Your answer should be only the lines below from the one with "Could you identify the black fur" to the one with "Could you identify the dog's head", repeated exactly, ends included.

[Start of section]

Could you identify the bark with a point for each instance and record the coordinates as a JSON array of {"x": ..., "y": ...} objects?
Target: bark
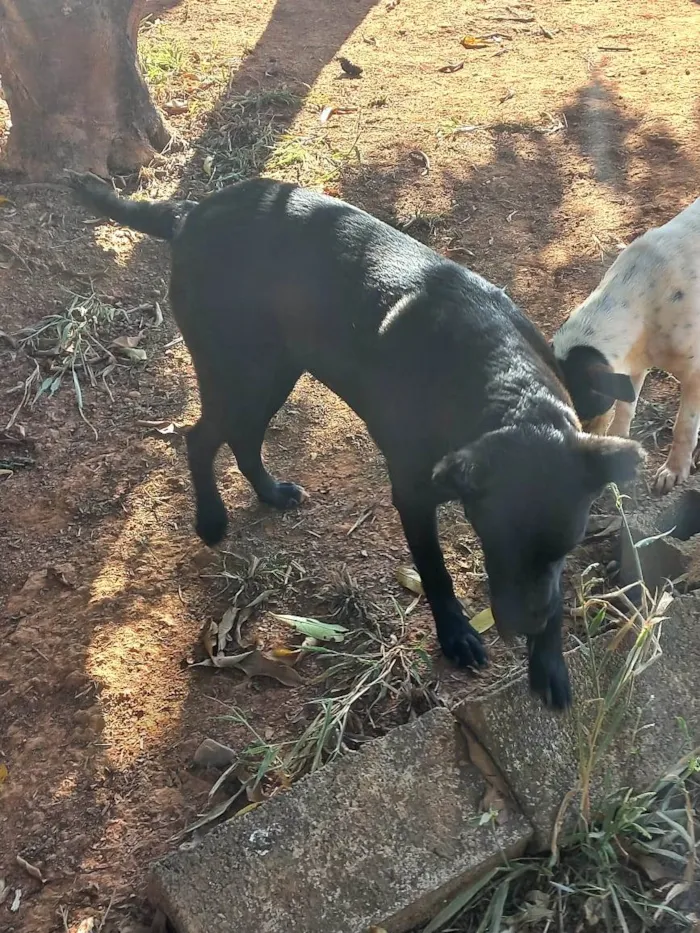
[{"x": 72, "y": 82}]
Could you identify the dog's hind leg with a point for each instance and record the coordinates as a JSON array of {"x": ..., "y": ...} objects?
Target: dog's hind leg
[
  {"x": 624, "y": 411},
  {"x": 245, "y": 428},
  {"x": 460, "y": 643},
  {"x": 685, "y": 437},
  {"x": 237, "y": 414},
  {"x": 203, "y": 442}
]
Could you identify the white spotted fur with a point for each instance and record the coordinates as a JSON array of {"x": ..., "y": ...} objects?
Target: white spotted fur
[{"x": 646, "y": 313}]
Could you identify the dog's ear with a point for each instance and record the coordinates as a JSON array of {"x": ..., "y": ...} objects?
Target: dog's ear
[
  {"x": 457, "y": 475},
  {"x": 612, "y": 385},
  {"x": 610, "y": 459}
]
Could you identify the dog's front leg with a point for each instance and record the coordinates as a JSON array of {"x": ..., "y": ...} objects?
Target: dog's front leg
[
  {"x": 549, "y": 678},
  {"x": 685, "y": 437},
  {"x": 460, "y": 643}
]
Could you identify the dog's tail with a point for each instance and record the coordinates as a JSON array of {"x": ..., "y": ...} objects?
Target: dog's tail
[{"x": 161, "y": 219}]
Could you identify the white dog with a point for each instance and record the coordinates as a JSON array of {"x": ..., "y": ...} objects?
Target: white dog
[{"x": 645, "y": 313}]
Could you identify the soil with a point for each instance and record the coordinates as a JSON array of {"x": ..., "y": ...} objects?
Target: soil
[{"x": 569, "y": 133}]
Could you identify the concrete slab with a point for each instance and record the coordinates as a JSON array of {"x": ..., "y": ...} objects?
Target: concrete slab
[
  {"x": 677, "y": 554},
  {"x": 539, "y": 753},
  {"x": 381, "y": 837}
]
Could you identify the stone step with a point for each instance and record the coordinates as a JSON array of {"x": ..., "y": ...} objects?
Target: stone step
[{"x": 382, "y": 837}]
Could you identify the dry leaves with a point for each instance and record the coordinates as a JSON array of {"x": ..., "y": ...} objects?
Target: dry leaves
[
  {"x": 329, "y": 112},
  {"x": 30, "y": 869},
  {"x": 482, "y": 621},
  {"x": 410, "y": 580},
  {"x": 176, "y": 106},
  {"x": 162, "y": 427},
  {"x": 212, "y": 754},
  {"x": 420, "y": 158},
  {"x": 256, "y": 663},
  {"x": 476, "y": 42}
]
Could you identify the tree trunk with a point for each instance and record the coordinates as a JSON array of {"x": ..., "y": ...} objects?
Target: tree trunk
[{"x": 72, "y": 82}]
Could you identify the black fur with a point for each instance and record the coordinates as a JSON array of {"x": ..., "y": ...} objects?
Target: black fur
[
  {"x": 593, "y": 386},
  {"x": 458, "y": 389}
]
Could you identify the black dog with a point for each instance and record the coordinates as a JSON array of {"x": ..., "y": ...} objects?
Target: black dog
[{"x": 458, "y": 389}]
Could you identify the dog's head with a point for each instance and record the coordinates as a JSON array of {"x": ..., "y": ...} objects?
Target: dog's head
[
  {"x": 527, "y": 492},
  {"x": 593, "y": 386}
]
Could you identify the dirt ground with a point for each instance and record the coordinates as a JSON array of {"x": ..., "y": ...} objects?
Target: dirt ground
[{"x": 571, "y": 132}]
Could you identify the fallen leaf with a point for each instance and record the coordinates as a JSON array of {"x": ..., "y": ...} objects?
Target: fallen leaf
[
  {"x": 65, "y": 574},
  {"x": 35, "y": 582},
  {"x": 323, "y": 631},
  {"x": 212, "y": 754},
  {"x": 287, "y": 655},
  {"x": 420, "y": 158},
  {"x": 224, "y": 628},
  {"x": 328, "y": 112},
  {"x": 176, "y": 106},
  {"x": 30, "y": 869},
  {"x": 602, "y": 526},
  {"x": 349, "y": 68},
  {"x": 410, "y": 580},
  {"x": 494, "y": 801},
  {"x": 86, "y": 926},
  {"x": 126, "y": 342},
  {"x": 133, "y": 353},
  {"x": 594, "y": 911},
  {"x": 475, "y": 42},
  {"x": 207, "y": 637},
  {"x": 482, "y": 621},
  {"x": 162, "y": 427},
  {"x": 243, "y": 617},
  {"x": 256, "y": 664}
]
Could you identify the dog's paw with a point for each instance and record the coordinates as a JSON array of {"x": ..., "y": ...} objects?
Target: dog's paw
[
  {"x": 460, "y": 643},
  {"x": 549, "y": 679},
  {"x": 211, "y": 525},
  {"x": 284, "y": 496},
  {"x": 671, "y": 474}
]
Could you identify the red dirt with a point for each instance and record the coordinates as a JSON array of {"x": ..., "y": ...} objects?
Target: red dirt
[{"x": 569, "y": 150}]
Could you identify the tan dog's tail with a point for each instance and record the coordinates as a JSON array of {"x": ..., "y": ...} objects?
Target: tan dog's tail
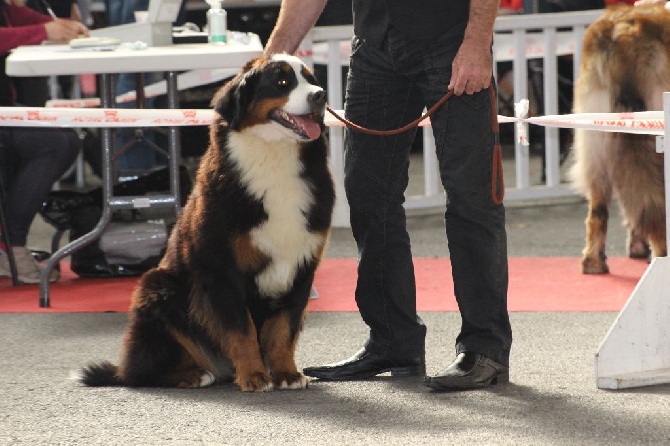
[{"x": 100, "y": 374}]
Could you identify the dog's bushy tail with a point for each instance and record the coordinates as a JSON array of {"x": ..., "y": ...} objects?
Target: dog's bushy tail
[{"x": 100, "y": 374}]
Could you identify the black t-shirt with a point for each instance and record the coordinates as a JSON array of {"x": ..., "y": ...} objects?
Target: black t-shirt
[{"x": 420, "y": 20}]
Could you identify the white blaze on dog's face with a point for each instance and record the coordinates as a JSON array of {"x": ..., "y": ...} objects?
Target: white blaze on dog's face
[{"x": 276, "y": 98}]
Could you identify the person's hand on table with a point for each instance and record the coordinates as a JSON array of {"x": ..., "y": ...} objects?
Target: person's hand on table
[
  {"x": 65, "y": 30},
  {"x": 648, "y": 2}
]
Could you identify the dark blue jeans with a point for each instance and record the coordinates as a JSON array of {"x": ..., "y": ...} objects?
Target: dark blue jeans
[{"x": 386, "y": 88}]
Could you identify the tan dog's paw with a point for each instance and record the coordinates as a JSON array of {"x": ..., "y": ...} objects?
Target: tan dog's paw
[
  {"x": 255, "y": 382},
  {"x": 290, "y": 381}
]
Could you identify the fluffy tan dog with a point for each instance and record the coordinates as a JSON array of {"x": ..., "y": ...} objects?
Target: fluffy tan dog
[{"x": 625, "y": 68}]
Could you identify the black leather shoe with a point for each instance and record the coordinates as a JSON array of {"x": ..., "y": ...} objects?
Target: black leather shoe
[
  {"x": 469, "y": 371},
  {"x": 366, "y": 365}
]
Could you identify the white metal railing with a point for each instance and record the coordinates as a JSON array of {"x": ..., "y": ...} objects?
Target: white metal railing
[{"x": 543, "y": 36}]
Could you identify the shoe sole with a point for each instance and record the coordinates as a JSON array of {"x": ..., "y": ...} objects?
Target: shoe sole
[
  {"x": 26, "y": 280},
  {"x": 501, "y": 378}
]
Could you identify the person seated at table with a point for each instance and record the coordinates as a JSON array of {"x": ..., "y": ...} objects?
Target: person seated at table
[{"x": 31, "y": 159}]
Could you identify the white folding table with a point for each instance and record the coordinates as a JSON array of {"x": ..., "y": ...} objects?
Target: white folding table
[{"x": 46, "y": 60}]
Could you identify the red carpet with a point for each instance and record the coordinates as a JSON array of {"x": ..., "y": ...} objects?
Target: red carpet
[{"x": 536, "y": 284}]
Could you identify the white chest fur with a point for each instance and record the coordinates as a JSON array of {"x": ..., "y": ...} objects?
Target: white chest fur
[{"x": 271, "y": 174}]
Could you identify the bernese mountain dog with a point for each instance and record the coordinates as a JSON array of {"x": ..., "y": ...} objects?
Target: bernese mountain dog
[
  {"x": 625, "y": 68},
  {"x": 228, "y": 300}
]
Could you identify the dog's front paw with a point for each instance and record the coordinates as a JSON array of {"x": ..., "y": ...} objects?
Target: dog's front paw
[
  {"x": 288, "y": 380},
  {"x": 255, "y": 382},
  {"x": 196, "y": 378}
]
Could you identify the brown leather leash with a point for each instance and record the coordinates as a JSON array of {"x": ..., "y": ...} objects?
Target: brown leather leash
[{"x": 497, "y": 181}]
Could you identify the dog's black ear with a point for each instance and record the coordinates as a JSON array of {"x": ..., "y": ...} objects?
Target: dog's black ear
[{"x": 233, "y": 100}]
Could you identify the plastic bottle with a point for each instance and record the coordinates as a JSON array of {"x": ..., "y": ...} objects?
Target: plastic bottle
[{"x": 216, "y": 22}]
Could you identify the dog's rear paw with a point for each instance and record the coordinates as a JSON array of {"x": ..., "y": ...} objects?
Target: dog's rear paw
[
  {"x": 255, "y": 382},
  {"x": 639, "y": 250},
  {"x": 594, "y": 266},
  {"x": 290, "y": 381},
  {"x": 196, "y": 378}
]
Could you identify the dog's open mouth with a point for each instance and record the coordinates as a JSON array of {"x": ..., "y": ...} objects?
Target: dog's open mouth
[{"x": 305, "y": 126}]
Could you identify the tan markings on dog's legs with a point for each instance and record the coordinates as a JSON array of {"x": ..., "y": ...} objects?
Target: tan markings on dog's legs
[
  {"x": 196, "y": 368},
  {"x": 278, "y": 352},
  {"x": 243, "y": 351},
  {"x": 249, "y": 258},
  {"x": 594, "y": 258}
]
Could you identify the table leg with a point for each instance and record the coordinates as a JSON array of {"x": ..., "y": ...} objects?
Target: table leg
[
  {"x": 106, "y": 100},
  {"x": 174, "y": 141}
]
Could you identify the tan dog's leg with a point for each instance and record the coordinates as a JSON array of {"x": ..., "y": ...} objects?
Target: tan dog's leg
[
  {"x": 278, "y": 348},
  {"x": 593, "y": 178}
]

[End of section]

Problem solution —
Could you identify the black fur with a point for each instance and record the coordinates as a JSON array of {"x": ..., "y": ...} objects?
Target: black fur
[
  {"x": 593, "y": 386},
  {"x": 458, "y": 389}
]
Could you identify the black dog with a point for each instance and record the coordinates as a JSON array of {"x": ..., "y": ...} objects?
Target: black dog
[{"x": 458, "y": 389}]
Could you identify the dog's head with a point for each instance and record the coordinates as a JSON array of {"x": ..., "y": ...} objects?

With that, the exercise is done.